Quoted passage:
________________________
This, of course, refers to the idea that the human being who takes a dog out of the pound and gives it a home is benefited as much as the dog.
There is a television commercial showing a sequence of strangers on the street who, one at a time, performs some random act of kindness and then in the next scene is benefited by another act of kindness. The woman who helps a little old man pick up things he's spilled onto the sidewalk, then walks down the street and is about to step out in front of an oncoming bus, only to be pulled out of harm's way by a stranger, who himself, in the next scene is saved from a piano crashing on his head by another stranger and so on.
The messages of this ad may be variously interpreted--I cannot even remember the product being advertised--but the message I took home was there is a sort of order to the universe, call it God, or call it universal justice or whatever you like, but somehow the good you do, although it may not seem to benefit you directly, or perceptibly, comes back to benefit you. In this way of thinking, there is some magical connection between seemingly unconnected events, something which is guided by a force for justice, for reward.
Then, there is the less magical view, that virtue is it's own reward, or, as the Beatles said in some song, "In the end, the love you take is equal to the love you make."
Or something.
________________________
Records supplied:
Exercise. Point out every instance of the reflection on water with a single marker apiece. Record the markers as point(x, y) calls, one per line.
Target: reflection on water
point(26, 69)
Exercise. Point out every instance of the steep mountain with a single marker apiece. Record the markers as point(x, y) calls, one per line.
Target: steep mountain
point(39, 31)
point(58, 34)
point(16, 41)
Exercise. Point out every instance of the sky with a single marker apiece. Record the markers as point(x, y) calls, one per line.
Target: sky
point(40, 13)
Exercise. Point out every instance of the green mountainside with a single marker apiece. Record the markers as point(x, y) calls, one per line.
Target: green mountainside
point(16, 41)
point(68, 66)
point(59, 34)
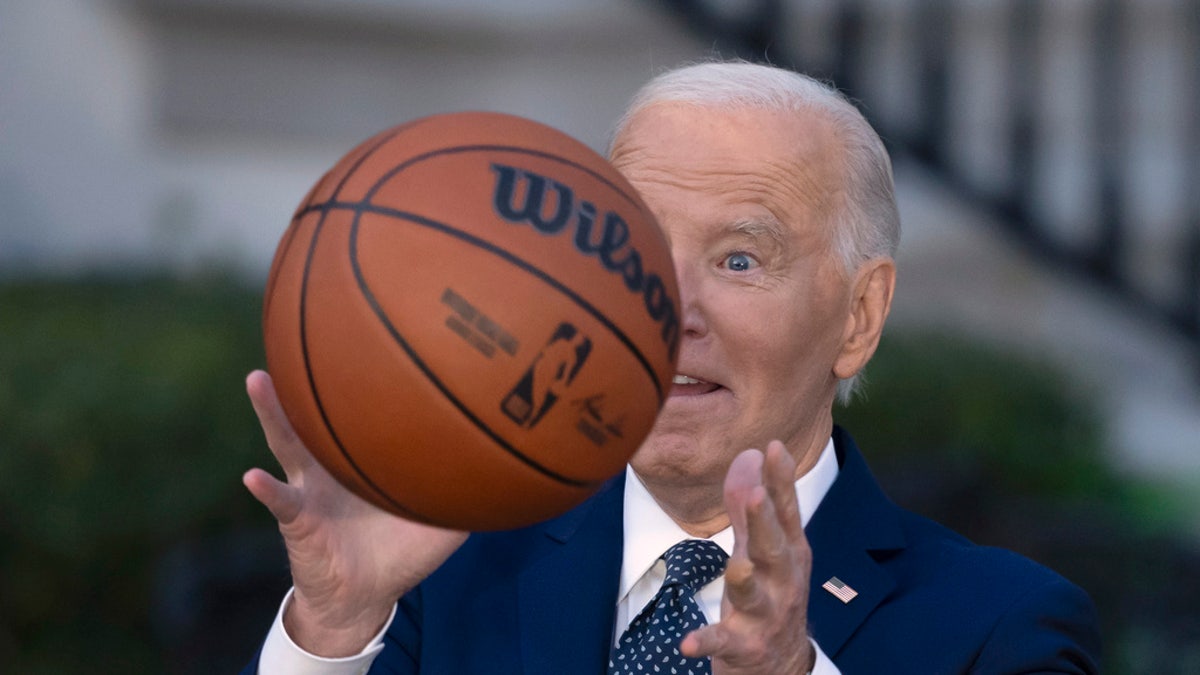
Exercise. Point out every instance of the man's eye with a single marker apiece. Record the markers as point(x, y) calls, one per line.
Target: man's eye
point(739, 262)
________________________
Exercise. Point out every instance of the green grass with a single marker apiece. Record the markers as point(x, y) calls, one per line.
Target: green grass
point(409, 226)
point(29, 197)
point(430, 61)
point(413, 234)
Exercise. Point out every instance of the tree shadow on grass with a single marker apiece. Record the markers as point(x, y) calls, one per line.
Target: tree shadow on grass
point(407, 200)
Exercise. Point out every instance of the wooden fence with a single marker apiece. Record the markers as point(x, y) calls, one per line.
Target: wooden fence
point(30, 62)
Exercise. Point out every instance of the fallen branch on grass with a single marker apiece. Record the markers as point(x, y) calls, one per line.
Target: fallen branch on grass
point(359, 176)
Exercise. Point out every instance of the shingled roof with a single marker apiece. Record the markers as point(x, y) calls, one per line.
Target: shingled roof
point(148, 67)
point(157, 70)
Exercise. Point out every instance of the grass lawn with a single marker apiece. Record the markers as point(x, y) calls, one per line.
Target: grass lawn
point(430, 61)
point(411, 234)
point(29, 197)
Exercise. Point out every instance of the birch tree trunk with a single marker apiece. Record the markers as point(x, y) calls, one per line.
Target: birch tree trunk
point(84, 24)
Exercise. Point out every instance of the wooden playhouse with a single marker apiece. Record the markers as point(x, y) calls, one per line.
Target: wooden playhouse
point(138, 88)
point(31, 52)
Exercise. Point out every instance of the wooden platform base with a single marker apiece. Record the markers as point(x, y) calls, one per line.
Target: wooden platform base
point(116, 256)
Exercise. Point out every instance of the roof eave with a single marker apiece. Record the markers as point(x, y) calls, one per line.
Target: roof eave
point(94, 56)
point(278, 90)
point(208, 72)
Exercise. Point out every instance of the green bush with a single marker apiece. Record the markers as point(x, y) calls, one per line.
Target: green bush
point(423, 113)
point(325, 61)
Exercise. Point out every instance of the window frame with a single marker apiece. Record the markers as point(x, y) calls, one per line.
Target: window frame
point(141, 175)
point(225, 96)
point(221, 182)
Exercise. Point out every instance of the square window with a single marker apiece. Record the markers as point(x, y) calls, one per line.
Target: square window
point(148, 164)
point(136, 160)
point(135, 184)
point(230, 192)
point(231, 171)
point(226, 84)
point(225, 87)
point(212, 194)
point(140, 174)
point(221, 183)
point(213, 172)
________________________
Work to be completed: Can you output the full passage above about kindness coming back to benefit the one who gives it, reproducing every word and punctuation mark unchanged?

Expected answer:
This, of course, refers to the idea that the human being who takes a dog out of the pound and gives it a home is benefited as much as the dog.
There is a television commercial showing a sequence of strangers on the street who, one at a time, performs some random act of kindness and then in the next scene is benefited by another act of kindness. The woman who helps a little old man pick up things he's spilled onto the sidewalk, then walks down the street and is about to step out in front of an oncoming bus, only to be pulled out of harm's way by a stranger, who himself, in the next scene is saved from a piano crashing on his head by another stranger and so on.
The messages of this ad may be variously interpreted--I cannot even remember the product being advertised--but the message I took home was there is a sort of order to the universe, call it God, or call it universal justice or whatever you like, but somehow the good you do, although it may not seem to benefit you directly, or perceptibly, comes back to benefit you. In this way of thinking, there is some magical connection between seemingly unconnected events, something which is guided by a force for justice, for reward.
Then, there is the less magical view, that virtue is it's own reward, or, as the Beatles said in some song, "In the end, the love you take is equal to the love you make."
Or something.